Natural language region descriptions

*** Block opens ***

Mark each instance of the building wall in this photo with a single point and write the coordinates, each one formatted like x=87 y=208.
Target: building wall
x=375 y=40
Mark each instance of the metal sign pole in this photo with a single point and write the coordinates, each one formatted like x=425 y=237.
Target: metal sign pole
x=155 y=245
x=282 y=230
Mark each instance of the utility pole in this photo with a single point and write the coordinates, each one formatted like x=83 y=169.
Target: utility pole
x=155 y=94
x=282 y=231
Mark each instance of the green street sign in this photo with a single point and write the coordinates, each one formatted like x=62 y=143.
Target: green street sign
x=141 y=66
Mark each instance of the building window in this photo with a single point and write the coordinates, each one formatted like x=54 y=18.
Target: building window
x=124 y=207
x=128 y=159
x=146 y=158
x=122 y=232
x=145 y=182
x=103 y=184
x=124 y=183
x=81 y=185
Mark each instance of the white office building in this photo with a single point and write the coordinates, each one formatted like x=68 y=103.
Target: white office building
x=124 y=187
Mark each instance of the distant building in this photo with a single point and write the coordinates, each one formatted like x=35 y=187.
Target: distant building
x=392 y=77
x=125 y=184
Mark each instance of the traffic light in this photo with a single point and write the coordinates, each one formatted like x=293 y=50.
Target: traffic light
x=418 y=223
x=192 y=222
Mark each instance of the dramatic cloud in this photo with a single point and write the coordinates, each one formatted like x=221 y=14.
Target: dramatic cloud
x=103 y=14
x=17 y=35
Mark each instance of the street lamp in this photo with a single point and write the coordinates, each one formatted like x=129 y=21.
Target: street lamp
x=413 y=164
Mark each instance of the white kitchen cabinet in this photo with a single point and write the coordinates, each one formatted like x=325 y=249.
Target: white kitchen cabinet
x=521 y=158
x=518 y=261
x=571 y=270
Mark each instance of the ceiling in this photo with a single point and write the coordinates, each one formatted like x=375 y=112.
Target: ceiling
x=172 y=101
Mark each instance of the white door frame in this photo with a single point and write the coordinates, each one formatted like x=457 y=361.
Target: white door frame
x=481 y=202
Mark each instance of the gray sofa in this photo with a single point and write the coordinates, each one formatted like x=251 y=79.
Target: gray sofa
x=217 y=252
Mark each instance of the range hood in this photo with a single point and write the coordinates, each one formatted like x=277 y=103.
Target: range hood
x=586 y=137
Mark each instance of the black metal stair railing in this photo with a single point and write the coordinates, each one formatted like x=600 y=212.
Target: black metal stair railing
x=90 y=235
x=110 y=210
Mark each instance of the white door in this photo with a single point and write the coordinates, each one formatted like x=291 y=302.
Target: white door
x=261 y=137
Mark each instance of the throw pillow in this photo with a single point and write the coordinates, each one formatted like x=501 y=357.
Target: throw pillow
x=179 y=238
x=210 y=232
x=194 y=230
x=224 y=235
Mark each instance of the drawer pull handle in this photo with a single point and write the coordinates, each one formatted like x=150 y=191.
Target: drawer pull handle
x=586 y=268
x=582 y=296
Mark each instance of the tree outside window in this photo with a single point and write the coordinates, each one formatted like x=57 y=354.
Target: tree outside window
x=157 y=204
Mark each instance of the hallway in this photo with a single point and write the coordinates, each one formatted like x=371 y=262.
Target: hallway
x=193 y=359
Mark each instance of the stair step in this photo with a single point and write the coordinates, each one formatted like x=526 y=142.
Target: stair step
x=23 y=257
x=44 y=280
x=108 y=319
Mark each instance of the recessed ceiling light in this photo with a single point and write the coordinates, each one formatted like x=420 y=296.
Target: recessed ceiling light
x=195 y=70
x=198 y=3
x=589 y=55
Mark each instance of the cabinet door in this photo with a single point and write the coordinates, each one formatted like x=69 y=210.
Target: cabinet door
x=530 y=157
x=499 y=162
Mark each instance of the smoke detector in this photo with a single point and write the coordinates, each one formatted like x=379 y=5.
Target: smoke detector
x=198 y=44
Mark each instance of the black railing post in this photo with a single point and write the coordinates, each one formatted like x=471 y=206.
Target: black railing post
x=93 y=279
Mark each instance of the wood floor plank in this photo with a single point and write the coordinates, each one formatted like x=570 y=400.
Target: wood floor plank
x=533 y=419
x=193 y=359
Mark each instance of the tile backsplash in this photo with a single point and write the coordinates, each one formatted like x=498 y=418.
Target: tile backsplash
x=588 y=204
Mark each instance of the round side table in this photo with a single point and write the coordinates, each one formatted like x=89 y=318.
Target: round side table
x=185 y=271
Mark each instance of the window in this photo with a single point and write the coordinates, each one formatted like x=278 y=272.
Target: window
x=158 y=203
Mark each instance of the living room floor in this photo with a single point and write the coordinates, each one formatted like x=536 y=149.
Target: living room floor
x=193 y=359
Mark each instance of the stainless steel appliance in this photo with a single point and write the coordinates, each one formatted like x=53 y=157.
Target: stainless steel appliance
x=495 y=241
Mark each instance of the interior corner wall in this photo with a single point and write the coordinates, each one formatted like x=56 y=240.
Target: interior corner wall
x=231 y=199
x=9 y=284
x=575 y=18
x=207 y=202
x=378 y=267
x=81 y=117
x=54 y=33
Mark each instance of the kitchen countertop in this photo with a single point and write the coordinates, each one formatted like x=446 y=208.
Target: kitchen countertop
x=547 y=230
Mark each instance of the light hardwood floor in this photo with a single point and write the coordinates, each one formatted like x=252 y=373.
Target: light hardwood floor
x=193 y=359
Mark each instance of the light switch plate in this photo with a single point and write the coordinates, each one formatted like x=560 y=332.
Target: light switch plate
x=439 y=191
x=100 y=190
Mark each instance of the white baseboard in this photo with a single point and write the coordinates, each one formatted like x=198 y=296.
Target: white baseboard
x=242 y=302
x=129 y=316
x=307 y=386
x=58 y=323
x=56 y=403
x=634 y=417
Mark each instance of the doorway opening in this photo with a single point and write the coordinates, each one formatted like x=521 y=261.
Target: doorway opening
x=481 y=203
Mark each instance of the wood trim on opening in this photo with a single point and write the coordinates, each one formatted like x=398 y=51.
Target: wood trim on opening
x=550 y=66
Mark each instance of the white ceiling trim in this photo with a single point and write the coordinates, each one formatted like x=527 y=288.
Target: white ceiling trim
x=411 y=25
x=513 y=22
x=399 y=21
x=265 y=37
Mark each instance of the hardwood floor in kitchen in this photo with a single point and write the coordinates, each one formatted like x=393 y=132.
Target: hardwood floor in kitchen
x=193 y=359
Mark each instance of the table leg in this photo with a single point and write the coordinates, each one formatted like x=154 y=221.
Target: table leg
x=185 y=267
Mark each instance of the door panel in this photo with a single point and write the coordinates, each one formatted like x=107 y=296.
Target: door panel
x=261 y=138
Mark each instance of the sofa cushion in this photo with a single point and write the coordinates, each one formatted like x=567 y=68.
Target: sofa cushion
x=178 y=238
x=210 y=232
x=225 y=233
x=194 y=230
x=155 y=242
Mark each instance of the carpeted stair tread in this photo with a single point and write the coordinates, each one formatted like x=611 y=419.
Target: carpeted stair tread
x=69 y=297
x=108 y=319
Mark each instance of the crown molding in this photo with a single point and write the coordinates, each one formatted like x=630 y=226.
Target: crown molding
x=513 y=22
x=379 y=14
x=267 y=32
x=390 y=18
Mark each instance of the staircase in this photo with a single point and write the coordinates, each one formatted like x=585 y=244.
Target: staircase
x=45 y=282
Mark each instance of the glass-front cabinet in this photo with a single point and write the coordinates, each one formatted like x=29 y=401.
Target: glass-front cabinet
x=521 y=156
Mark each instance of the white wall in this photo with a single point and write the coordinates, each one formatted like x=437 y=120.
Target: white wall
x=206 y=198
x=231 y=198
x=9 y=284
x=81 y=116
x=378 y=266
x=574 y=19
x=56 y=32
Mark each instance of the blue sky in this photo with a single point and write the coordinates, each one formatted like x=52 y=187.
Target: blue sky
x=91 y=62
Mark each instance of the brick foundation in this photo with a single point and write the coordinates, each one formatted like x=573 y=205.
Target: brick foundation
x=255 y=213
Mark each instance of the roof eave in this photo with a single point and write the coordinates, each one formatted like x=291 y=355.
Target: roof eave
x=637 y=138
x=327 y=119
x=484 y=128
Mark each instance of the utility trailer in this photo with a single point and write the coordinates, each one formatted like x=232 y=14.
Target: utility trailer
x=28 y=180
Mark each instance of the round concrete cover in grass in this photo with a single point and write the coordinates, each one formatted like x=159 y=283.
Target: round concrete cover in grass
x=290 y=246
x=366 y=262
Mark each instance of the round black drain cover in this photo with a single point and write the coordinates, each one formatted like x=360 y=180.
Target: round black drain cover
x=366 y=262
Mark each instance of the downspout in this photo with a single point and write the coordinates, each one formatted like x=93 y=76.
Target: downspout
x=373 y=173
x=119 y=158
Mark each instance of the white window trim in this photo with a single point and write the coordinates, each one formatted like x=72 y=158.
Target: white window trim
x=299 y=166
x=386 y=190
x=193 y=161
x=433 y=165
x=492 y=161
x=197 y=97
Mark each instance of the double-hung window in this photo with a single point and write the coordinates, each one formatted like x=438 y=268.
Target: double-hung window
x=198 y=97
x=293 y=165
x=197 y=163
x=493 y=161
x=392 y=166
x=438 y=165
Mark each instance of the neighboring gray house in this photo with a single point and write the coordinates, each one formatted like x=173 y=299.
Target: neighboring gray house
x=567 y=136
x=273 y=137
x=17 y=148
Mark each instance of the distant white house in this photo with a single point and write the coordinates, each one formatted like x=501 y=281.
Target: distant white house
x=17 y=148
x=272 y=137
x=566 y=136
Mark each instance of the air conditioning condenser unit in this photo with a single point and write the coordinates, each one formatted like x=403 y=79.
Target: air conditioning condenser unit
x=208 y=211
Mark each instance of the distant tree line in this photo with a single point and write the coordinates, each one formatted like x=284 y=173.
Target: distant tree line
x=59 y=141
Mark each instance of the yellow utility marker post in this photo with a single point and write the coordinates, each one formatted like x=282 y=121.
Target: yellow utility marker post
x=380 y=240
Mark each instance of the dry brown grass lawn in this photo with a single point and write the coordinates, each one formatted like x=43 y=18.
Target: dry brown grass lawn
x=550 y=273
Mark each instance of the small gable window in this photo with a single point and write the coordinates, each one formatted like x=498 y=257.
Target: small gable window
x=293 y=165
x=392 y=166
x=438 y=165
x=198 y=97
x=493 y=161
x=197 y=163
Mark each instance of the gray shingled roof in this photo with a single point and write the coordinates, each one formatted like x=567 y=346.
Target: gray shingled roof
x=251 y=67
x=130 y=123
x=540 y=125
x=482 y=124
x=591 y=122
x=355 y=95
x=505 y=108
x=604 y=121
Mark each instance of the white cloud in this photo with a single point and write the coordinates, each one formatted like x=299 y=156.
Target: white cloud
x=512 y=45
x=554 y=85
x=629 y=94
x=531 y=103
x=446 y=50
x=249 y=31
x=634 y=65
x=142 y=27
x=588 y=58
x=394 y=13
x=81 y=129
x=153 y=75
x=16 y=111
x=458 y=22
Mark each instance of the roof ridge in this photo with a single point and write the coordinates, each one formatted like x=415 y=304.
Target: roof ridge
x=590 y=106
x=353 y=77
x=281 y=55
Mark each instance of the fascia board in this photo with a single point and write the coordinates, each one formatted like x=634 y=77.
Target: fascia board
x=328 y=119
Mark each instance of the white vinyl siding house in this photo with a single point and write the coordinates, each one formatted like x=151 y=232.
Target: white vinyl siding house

*** Block closes ***

* _Task statement_
Go through the entries and copy every line with "siding".

* _Expected answer_
Mark each instance of the white vinyl siding house in this photo with a single point and write the coordinates, each one formatted like x=151 y=232.
Target: white vinyl siding house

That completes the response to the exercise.